> _Extracted material_
▶

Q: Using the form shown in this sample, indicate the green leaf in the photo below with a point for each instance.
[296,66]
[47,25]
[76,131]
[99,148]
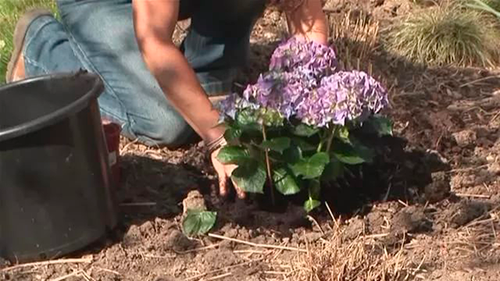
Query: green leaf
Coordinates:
[381,125]
[292,155]
[304,130]
[352,154]
[285,181]
[343,134]
[334,170]
[310,168]
[232,154]
[198,222]
[277,144]
[250,176]
[303,144]
[311,204]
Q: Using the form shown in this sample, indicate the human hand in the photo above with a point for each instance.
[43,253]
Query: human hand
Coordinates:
[224,172]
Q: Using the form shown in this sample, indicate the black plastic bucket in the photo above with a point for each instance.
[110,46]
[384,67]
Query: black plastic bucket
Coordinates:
[56,194]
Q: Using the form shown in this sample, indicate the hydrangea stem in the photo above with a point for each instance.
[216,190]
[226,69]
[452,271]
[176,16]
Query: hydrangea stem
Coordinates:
[268,166]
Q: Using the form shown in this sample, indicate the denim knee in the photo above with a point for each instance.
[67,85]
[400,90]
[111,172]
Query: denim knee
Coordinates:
[170,132]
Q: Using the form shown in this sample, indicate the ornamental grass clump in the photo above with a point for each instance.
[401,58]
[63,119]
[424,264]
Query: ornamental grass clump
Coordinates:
[447,34]
[295,127]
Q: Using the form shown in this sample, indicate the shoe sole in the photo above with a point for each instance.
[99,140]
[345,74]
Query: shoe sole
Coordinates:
[19,37]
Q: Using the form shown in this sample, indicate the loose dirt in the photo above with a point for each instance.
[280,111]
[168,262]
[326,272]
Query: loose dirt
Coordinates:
[427,209]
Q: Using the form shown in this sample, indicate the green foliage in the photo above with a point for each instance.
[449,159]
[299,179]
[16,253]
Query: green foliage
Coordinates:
[447,34]
[311,167]
[198,222]
[490,6]
[10,11]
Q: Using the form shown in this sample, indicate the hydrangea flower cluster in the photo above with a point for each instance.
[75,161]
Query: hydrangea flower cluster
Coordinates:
[312,58]
[302,83]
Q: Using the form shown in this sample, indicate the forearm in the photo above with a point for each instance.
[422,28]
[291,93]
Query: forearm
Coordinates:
[154,23]
[307,21]
[178,80]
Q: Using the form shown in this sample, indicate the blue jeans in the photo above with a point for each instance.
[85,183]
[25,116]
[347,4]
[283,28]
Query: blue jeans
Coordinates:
[98,36]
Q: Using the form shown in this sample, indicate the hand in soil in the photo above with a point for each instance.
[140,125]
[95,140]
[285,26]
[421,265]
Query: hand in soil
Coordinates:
[224,172]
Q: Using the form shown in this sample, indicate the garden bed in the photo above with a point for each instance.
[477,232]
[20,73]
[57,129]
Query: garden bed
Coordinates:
[427,209]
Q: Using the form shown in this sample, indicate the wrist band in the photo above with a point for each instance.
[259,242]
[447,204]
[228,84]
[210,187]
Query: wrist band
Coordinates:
[216,144]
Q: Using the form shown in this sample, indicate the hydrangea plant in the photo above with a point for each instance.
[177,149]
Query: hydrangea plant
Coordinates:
[292,129]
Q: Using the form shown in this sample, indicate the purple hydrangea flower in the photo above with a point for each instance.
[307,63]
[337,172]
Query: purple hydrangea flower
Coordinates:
[318,59]
[343,96]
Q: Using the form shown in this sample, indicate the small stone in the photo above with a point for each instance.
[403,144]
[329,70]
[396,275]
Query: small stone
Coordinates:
[439,188]
[177,241]
[194,201]
[465,137]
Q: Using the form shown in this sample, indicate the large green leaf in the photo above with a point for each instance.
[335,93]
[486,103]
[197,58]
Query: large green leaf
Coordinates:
[303,144]
[232,154]
[232,133]
[343,134]
[380,125]
[285,181]
[311,204]
[304,130]
[278,144]
[292,155]
[334,170]
[352,154]
[312,167]
[198,222]
[247,121]
[250,176]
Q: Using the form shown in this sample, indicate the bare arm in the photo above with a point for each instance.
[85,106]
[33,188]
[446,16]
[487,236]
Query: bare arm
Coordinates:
[154,23]
[307,20]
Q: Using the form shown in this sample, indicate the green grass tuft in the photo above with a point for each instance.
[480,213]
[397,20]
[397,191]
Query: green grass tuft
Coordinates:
[10,11]
[445,35]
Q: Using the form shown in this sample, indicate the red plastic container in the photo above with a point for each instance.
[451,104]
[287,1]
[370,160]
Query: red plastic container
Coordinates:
[112,134]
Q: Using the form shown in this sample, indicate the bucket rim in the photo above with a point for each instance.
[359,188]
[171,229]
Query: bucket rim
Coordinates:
[56,116]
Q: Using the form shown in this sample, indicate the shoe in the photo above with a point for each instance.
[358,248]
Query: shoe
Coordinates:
[18,41]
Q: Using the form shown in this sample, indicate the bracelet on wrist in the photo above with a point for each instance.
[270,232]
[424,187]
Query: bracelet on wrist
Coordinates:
[215,144]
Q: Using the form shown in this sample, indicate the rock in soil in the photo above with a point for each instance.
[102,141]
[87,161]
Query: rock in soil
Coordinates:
[355,228]
[411,219]
[465,138]
[464,212]
[193,201]
[177,241]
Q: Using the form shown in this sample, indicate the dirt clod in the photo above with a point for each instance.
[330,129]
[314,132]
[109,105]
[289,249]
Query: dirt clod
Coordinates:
[177,241]
[355,228]
[439,188]
[411,219]
[465,138]
[466,211]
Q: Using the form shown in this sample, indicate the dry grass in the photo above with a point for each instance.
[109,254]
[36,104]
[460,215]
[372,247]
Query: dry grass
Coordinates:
[10,11]
[447,34]
[362,258]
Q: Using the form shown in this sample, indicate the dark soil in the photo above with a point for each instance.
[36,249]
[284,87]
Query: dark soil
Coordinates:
[432,191]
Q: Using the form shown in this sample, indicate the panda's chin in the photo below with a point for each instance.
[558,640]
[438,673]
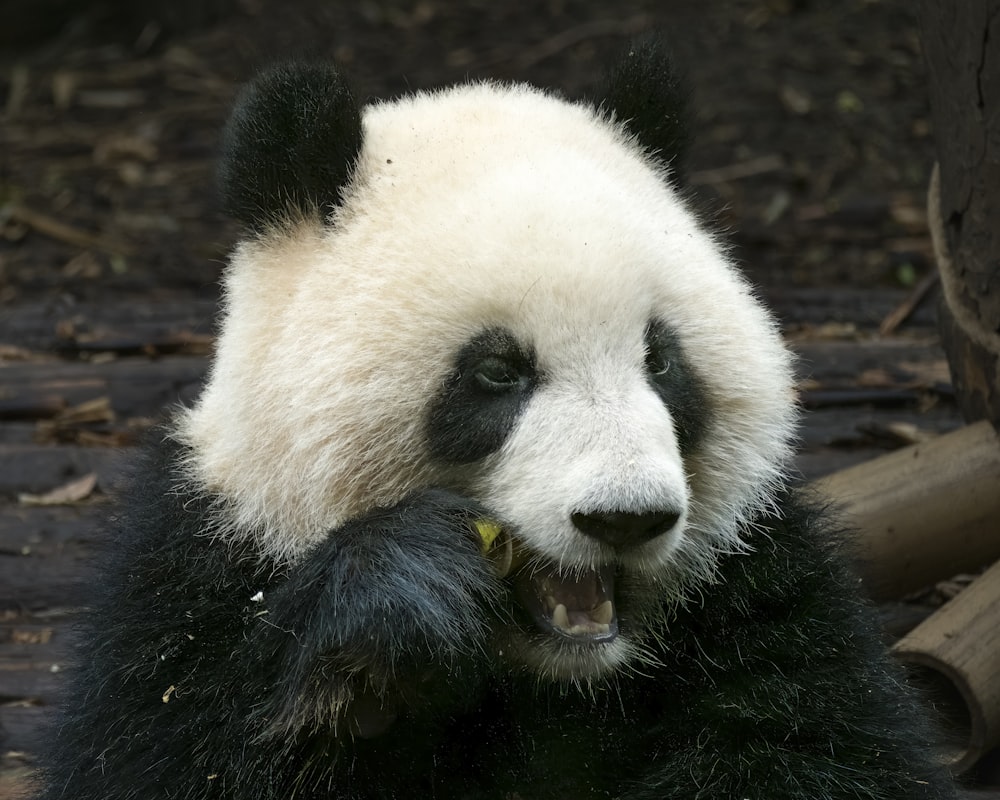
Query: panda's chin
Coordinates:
[578,606]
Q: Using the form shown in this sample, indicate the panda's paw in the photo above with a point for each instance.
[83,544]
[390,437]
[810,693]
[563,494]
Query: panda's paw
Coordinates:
[394,592]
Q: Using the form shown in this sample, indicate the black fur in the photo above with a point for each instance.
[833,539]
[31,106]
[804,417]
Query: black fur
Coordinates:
[290,145]
[477,409]
[678,385]
[772,686]
[644,90]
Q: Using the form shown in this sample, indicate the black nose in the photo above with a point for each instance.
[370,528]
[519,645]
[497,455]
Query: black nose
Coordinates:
[625,528]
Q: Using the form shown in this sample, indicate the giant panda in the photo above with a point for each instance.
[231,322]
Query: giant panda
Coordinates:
[487,492]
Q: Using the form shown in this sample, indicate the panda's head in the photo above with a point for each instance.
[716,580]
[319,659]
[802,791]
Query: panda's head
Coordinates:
[496,291]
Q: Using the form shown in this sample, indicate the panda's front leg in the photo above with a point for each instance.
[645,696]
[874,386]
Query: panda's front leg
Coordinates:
[391,614]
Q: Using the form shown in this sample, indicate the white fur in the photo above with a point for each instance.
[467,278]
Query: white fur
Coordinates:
[476,207]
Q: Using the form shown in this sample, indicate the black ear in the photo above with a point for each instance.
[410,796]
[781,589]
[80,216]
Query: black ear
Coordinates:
[645,92]
[290,144]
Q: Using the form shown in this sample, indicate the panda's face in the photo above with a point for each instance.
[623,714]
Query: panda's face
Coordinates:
[513,303]
[578,443]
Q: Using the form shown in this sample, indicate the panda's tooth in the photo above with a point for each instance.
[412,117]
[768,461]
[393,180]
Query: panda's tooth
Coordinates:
[604,613]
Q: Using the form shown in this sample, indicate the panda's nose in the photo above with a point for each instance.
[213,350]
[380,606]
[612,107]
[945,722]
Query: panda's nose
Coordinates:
[622,529]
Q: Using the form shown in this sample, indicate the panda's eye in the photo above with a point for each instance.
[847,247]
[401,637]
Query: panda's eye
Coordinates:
[657,360]
[495,374]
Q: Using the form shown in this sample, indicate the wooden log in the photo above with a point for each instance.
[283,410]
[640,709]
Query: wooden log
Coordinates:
[925,512]
[954,655]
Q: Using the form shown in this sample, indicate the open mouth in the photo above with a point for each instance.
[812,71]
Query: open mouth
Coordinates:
[575,605]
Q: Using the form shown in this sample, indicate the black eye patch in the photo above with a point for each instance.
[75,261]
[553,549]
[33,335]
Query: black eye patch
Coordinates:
[480,402]
[683,393]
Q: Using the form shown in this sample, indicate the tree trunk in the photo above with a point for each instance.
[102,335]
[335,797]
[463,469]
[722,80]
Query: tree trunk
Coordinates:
[962,49]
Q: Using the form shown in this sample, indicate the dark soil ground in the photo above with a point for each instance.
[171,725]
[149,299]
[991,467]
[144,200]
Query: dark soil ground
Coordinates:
[812,148]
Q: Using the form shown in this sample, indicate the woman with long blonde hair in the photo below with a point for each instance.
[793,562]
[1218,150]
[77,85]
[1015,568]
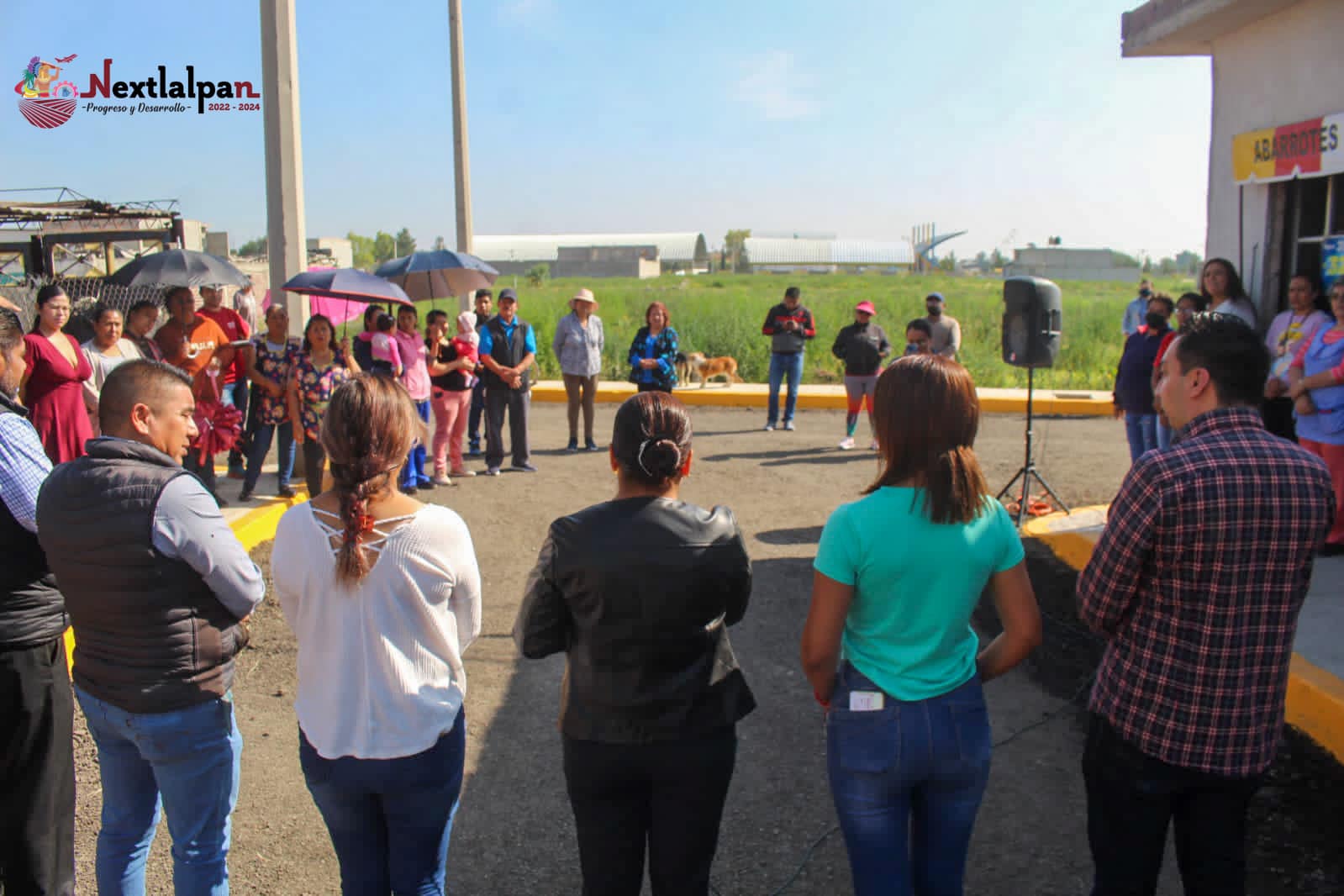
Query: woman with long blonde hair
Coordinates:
[383,595]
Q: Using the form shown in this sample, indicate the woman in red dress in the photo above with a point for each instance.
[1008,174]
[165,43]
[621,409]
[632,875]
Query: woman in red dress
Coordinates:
[53,386]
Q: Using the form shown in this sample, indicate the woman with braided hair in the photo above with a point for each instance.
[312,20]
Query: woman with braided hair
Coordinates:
[640,593]
[383,595]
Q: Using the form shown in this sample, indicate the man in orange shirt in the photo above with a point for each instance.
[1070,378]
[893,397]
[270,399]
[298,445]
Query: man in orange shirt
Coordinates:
[199,347]
[235,381]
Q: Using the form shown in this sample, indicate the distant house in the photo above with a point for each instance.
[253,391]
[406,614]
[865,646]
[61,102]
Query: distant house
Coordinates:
[1057,262]
[596,254]
[825,256]
[1276,161]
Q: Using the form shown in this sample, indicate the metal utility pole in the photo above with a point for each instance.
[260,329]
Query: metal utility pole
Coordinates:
[461,166]
[287,242]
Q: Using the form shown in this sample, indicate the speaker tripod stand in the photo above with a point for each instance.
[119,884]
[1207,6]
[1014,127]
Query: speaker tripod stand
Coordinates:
[1029,471]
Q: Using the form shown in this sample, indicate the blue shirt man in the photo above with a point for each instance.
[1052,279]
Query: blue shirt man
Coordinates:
[1136,309]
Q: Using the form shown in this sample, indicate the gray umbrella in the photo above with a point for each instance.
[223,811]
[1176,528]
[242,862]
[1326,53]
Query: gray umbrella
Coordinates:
[179,267]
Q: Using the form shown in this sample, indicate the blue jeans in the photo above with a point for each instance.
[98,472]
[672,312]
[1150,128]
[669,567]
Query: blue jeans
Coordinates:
[908,781]
[1141,430]
[186,761]
[390,819]
[261,445]
[473,417]
[784,366]
[413,474]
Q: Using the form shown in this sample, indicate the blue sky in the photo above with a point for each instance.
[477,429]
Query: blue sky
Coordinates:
[1014,121]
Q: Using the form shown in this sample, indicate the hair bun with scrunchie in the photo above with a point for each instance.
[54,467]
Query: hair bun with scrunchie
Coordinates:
[660,458]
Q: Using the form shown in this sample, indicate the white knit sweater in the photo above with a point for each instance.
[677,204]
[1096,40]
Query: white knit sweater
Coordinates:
[379,665]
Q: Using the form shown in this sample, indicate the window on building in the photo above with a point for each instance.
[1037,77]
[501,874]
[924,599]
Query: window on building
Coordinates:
[1315,213]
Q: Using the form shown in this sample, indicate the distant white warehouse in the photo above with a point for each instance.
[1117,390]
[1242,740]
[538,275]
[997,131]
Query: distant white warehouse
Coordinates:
[1057,262]
[596,254]
[825,256]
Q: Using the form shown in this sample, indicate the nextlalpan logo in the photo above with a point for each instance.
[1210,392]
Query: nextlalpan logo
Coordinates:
[49,103]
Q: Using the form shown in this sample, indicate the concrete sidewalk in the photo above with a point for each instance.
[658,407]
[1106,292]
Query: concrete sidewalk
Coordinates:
[992,401]
[1316,682]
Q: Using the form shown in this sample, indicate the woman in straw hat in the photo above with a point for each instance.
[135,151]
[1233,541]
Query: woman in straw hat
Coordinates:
[578,345]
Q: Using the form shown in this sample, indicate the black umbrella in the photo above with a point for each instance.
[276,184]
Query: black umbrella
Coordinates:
[179,267]
[439,273]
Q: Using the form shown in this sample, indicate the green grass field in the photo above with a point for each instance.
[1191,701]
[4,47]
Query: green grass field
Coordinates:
[722,314]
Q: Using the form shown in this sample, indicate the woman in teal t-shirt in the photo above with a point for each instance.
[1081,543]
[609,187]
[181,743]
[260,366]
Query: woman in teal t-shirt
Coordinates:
[888,646]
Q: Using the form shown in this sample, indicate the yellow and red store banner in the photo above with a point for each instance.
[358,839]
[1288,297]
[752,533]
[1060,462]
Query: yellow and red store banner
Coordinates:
[1307,148]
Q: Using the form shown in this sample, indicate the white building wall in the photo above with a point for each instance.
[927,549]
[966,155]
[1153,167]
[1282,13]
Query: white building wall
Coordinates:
[1283,69]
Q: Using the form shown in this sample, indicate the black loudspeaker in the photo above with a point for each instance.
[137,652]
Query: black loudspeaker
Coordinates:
[1034,319]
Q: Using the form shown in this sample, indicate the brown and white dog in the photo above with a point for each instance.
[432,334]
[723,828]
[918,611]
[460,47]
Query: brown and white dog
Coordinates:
[702,368]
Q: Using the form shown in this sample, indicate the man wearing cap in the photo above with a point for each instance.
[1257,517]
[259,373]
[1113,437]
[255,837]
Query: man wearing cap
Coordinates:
[861,345]
[509,350]
[789,327]
[946,330]
[484,298]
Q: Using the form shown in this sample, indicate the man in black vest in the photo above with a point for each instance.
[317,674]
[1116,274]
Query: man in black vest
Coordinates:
[509,350]
[156,586]
[36,709]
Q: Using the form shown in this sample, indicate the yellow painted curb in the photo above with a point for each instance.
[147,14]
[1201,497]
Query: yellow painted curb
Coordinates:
[992,401]
[260,524]
[1070,546]
[1316,704]
[251,528]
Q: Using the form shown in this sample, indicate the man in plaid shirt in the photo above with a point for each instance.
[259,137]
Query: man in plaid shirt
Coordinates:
[1196,585]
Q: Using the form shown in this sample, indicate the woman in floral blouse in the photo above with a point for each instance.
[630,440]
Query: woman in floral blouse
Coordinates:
[269,366]
[319,368]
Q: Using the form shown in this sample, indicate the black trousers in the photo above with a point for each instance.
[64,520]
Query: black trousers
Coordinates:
[516,402]
[1278,417]
[1131,801]
[667,794]
[473,415]
[36,772]
[314,466]
[245,399]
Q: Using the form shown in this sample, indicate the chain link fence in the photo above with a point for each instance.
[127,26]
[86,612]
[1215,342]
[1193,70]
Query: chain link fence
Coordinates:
[87,296]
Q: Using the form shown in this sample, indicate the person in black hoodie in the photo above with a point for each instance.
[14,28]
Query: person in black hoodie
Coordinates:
[640,593]
[861,345]
[789,327]
[1133,395]
[36,705]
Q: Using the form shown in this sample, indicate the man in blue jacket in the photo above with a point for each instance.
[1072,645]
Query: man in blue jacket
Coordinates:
[36,707]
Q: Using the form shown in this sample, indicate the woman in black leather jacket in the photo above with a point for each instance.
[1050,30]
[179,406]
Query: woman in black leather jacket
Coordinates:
[640,592]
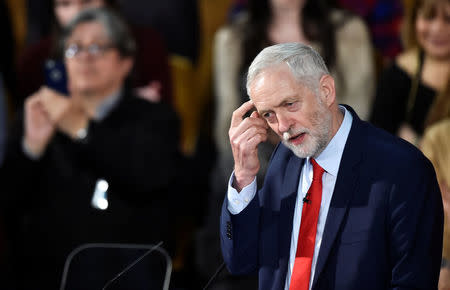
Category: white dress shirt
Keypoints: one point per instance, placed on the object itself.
(329, 160)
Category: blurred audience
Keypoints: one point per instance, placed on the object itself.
(383, 18)
(151, 76)
(408, 87)
(436, 146)
(98, 138)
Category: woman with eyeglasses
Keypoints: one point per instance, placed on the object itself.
(40, 62)
(408, 87)
(98, 165)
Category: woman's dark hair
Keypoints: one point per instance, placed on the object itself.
(316, 23)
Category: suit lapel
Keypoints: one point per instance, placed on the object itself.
(346, 184)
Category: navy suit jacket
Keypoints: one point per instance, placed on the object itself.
(383, 229)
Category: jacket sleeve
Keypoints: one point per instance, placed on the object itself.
(239, 236)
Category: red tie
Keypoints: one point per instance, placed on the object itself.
(307, 234)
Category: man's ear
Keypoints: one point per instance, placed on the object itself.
(327, 89)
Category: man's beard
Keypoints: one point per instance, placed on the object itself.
(316, 139)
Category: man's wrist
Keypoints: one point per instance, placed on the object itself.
(239, 182)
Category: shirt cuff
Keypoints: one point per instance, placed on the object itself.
(28, 153)
(238, 201)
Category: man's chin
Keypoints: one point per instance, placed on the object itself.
(298, 150)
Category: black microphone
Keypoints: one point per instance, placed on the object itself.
(127, 268)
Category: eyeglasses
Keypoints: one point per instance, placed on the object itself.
(94, 50)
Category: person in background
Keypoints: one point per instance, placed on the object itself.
(63, 147)
(436, 146)
(408, 87)
(151, 76)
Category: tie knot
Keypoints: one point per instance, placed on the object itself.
(317, 170)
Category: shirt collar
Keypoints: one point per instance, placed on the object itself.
(107, 105)
(330, 158)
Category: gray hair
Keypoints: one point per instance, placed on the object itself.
(115, 27)
(305, 63)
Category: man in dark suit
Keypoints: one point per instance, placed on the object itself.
(344, 205)
(67, 151)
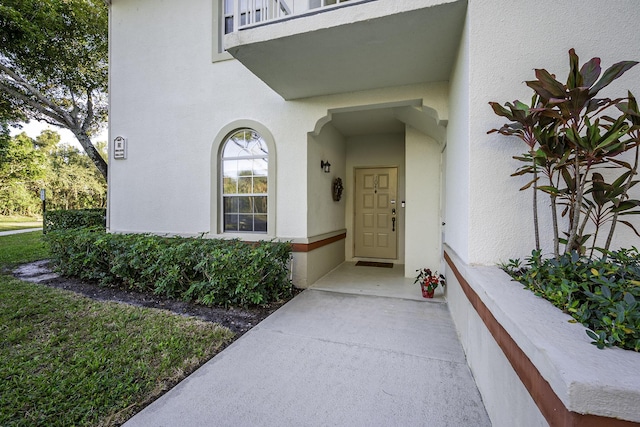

◀

> _Task brief_
Would you quote everything above from the line containing "Query: woman in straw hat" down to the line containing "Query: man in plaid shirt"? Include both of those lines and nothing else.

> _Completed task_
Query: woman in straw hat
Coordinates:
[578,345]
Q: Using the form shown in this sample, indicate the black umbrella in the photo above with a point for each instance.
[276,184]
Query: black umbrella
Coordinates:
[179,267]
[439,273]
Q: Using the form shown in this sample, indicate the green grass field in the photo above with a point for each instance.
[1191,701]
[4,47]
Query: green grass field
Coordinates:
[722,314]
Q: Using the form shown in this sample, indicate the woman in teal t-shirt in the photo above with a point for each instance.
[1081,543]
[609,187]
[181,743]
[260,366]
Query: woman in teal t-shirt
Coordinates:
[888,646]
Q: Using the form shown in this sample, indicate the yellow and red store banner in the photo above with a point for each instance.
[358,839]
[1288,297]
[752,533]
[1060,462]
Query: yellow and red store banner
Coordinates:
[1307,148]
Q: Using the form shown in this sample, indicate the white building wall in the photo above with a point for each instance.
[927,549]
[966,155]
[1153,167]
[1282,13]
Query: white building wall
Coordinates:
[1283,69]
Q: Using the form shown in this sample, indicate the black loudspeaker in the photo above with a point for each instance.
[137,652]
Query: black loudspeaker
Coordinates:
[1034,319]
Q: Using the form shown in this sample, indicate the brown and white dog in the photo above with a point for each instance.
[432,334]
[723,828]
[918,611]
[460,47]
Query: brown and white dog
Coordinates:
[702,368]
Q: Using the form shown in this sample, indicate the man wearing cap in the photo above with a point for each instance.
[1257,517]
[259,373]
[1113,437]
[255,837]
Query: man wearing cap
Coordinates:
[861,345]
[509,350]
[789,327]
[946,330]
[484,298]
Q: Using the form shown in this sample, indicate the man in black vest in the photo above with a point for each instance.
[317,674]
[1116,274]
Query: man in black vest
Coordinates:
[509,350]
[156,586]
[36,709]
Q: Using the form shown in this sample, indicate the yellow painted curb in the photo above with a point for each instance.
[147,14]
[1201,497]
Query: yellow painted curb
Coordinates:
[992,401]
[260,524]
[1070,546]
[1316,704]
[251,528]
Q: Using the form shown in this sample, indicate the man in plaid shirt in the photo above with a point for each instance.
[259,137]
Query: man in plaid shirt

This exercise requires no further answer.